▶ **Written request 1**
Translate this sentence from the passage on kosher certification into Spanish: "Kosher certification is not a substitute for government or private food safety testing and enforcement."

▶ **Provided passage**
══════════════════════════════

A kosher certification agency is an organization or certifying authority that grants a hechsher (, "seal of approval") to ingredients, packaged foods, beverages, and certain materials, as well as food-service providers and facilities in which kosher food is prepared or served. This certification verifies that the ingredients, production process including all machinery, and/or food-service process complies with the standards of kashrut (Jewish dietary law) as stipulated in the Shulchan Arukh, the benchmark of religious Jewish law. The certification agency employs mashgichim (rabbinic field representatives) to make periodic site visits and oversee the food-production or food-service process in order to verify ongoing compliance. Each agency has its own trademarked symbol that it allows manufacturers and food-service providers to display on their products or in-store certificates; use of this symbol can be revoked for non-compliance. Each agency typically has a "certifying rabbi" (Rav Hamachshir) who determines the exact kashrut standards to be applied and oversees their implementation.

A kosher certification agency's purview extends only to those areas mandated by Jewish law. Kosher certification is not a substitute for government or private food safety testing and enforcement.

Scope

As of 2014, there are more than 1,100 kosher certification agencies. These include international, national, regional, Israeli, specialty, and non-Orthodox agencies. Specialty agencies endorse ethical business practices, animal welfare, and environmental awareness on the part of the food producer. Non-Orthodox agencies accept leniences in certain aspects of food production and business operation (such as operating on Shabbat) that Orthodox agencies do not.

Agencies 
The largest kosher certification agencies in the United States, known as the "Big Five", certify more than 80% of the kosher food sold in the US. These five agencies are: the OU, OK, KOF-K, Star-K, and CRC.

While the OU, OK, Kof-K, and Star-K have deep international reach, there are kosher agencies on all six habitable continents. Particularly prominent among the various international kosher supervisors are the London Beit Din, the Kashrus Council of Canada, Kosher Australia, and Rabbi Mordechai Rottenberg. MK Kosher is the leader in Kosher Certification in Canada. MK Kosher is a leading kosher certification agency providing kosher certication for over 75,000 products worldwide.

History
Before the advent of industrially-produced foods, Jewish families prepared their own meals at home and ensured the kashrut of raw ingredients themselves by taking chicken and meat to be slaughtered by a reliable shochet and ensuring that milking was supervised by a Jew. In the kitchen, the housewife observed the strict separation of milk and meat. It was only in the 20th century, with the increased availability of industrially-produced food products aimed at the Jewish consumer, that independent kosher certification became a necessity.

══════════════════════════════

▶ **Extracted records**
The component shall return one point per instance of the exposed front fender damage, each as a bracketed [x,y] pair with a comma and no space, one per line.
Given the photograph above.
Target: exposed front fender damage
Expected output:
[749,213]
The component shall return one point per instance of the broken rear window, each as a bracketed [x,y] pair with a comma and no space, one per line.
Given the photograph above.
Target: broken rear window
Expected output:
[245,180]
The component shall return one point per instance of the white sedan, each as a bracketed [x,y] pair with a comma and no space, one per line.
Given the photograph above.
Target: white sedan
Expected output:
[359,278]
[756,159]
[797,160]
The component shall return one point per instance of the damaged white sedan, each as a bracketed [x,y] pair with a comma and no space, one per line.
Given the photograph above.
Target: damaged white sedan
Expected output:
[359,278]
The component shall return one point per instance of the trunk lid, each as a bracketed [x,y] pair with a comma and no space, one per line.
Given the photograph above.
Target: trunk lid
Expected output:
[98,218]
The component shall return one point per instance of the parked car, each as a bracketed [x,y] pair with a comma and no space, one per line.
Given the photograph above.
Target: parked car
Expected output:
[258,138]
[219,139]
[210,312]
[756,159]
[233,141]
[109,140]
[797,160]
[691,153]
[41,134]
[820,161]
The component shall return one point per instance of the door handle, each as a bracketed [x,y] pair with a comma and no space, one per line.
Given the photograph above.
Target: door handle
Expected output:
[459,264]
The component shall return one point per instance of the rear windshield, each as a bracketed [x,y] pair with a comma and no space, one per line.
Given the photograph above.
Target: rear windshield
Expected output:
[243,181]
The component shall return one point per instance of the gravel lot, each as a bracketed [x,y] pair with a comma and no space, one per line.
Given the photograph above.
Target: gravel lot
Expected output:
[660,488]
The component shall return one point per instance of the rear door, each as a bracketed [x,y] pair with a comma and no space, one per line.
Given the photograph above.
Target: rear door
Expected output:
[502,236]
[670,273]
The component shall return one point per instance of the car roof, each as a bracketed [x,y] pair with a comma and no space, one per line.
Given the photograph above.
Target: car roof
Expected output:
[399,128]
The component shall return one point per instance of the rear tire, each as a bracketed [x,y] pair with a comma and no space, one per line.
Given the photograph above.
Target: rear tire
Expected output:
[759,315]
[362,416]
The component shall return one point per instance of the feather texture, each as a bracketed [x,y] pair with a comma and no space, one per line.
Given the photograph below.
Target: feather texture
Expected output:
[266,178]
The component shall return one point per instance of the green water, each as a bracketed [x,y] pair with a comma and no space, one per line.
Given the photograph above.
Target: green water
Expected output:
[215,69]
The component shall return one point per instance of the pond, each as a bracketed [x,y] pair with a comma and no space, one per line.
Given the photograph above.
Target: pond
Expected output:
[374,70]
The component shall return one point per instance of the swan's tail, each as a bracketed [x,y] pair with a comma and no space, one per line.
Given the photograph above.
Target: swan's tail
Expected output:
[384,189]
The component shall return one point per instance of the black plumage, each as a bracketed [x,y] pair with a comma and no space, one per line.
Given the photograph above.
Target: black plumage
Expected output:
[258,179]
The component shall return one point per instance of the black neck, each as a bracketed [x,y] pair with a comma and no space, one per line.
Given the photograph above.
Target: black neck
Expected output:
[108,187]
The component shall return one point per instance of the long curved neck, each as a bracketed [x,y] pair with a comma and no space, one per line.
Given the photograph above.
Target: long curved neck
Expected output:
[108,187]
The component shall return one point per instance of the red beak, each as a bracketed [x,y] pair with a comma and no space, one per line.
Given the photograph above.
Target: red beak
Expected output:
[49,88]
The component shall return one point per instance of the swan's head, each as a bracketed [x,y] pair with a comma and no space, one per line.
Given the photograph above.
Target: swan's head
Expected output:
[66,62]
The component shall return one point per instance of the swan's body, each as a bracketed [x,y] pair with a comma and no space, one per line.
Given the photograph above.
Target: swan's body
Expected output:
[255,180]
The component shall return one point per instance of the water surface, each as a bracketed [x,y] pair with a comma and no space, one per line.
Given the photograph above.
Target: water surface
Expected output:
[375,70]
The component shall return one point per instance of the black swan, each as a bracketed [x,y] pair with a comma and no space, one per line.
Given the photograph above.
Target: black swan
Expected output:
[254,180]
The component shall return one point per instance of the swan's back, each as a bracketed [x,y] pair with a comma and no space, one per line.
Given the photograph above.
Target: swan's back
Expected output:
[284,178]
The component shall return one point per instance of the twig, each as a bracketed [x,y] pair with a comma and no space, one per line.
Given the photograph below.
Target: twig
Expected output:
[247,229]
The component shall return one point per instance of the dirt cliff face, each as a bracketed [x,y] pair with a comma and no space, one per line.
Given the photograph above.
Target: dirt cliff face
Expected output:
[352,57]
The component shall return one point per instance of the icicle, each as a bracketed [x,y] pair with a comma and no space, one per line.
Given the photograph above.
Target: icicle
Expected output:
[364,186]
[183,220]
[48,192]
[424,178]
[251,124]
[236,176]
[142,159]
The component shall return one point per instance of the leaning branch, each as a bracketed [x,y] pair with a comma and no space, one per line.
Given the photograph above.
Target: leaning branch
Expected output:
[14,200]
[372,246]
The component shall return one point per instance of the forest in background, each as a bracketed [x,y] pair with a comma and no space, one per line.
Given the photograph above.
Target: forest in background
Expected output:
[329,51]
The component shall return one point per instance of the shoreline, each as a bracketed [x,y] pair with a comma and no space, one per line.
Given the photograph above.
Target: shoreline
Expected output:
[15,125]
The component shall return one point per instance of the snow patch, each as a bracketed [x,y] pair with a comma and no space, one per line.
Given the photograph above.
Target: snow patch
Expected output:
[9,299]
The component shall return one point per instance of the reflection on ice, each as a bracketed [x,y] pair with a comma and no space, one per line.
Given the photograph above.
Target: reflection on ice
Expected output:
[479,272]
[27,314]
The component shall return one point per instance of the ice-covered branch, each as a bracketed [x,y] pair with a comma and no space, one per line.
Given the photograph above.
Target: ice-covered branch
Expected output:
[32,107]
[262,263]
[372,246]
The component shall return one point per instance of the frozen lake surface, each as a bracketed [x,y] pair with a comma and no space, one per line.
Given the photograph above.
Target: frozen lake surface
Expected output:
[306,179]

══════════════════════════════

▶ **Written request 2**
Return, line for line and unchanged, the part of the listing above that opens with the line containing "the icicle, each" and closes with the last line of the listing, both ends included.

▶ **Written solution 1**
La certificación kosher no sustituye las pruebas ni el control del cumplimiento en materia de seguridad alimentaria realizados por el gobierno o por entidades privadas.

▶ **Written solution 2**
The component shall return one point per instance of the icicle, each as a bracketed [x,y] pair with a comma and no space, one per line.
Given the photograph above.
Target: icicle
Expected output:
[364,186]
[183,220]
[48,192]
[424,178]
[251,124]
[236,176]
[142,159]
The component shall return one point per instance of the leaning branch, each as a bracketed [x,y] pair with a comma and no space, one per line.
Given the photograph above.
Target: leaning branch
Expected output:
[14,200]
[372,246]
The component shall return one point per instance of the forest in background, each as a bracketed [x,y] pair with a comma and no space, one per line.
Given the photograph above.
Target: forest in background
Expected output:
[329,51]
The component shall return one point per instance of the shoreline, each as a bracketed [x,y] pair with a comma and no space, one per line.
Given the photograph above.
Target: shoreline
Expected output:
[15,125]
The component shall return one point per instance of the snow patch, each as a bracketed [x,y] pair with a comma and no space, one per line.
Given the photograph above.
Target: snow patch
Expected output:
[9,299]
The component shall return one point per instance of the reflection on ice, each as a bracketed [x,y] pair with a comma and no space, one per line.
Given the photograph above.
Target: reflection on ice
Expected output:
[479,272]
[27,314]
The component shall return one point per instance of the ice-covered branch, each as a bracketed [x,y] pair with a comma and no space, one per line.
Given the photograph above.
Target: ice-covered branch
Expected output:
[32,107]
[262,263]
[372,246]
The component shall return one point per instance of the frozen lake surface, each as a bracketed [x,y] pair with a comma and no space, one per line.
Given the photograph above.
Target: frozen lake surface
Expected output:
[306,179]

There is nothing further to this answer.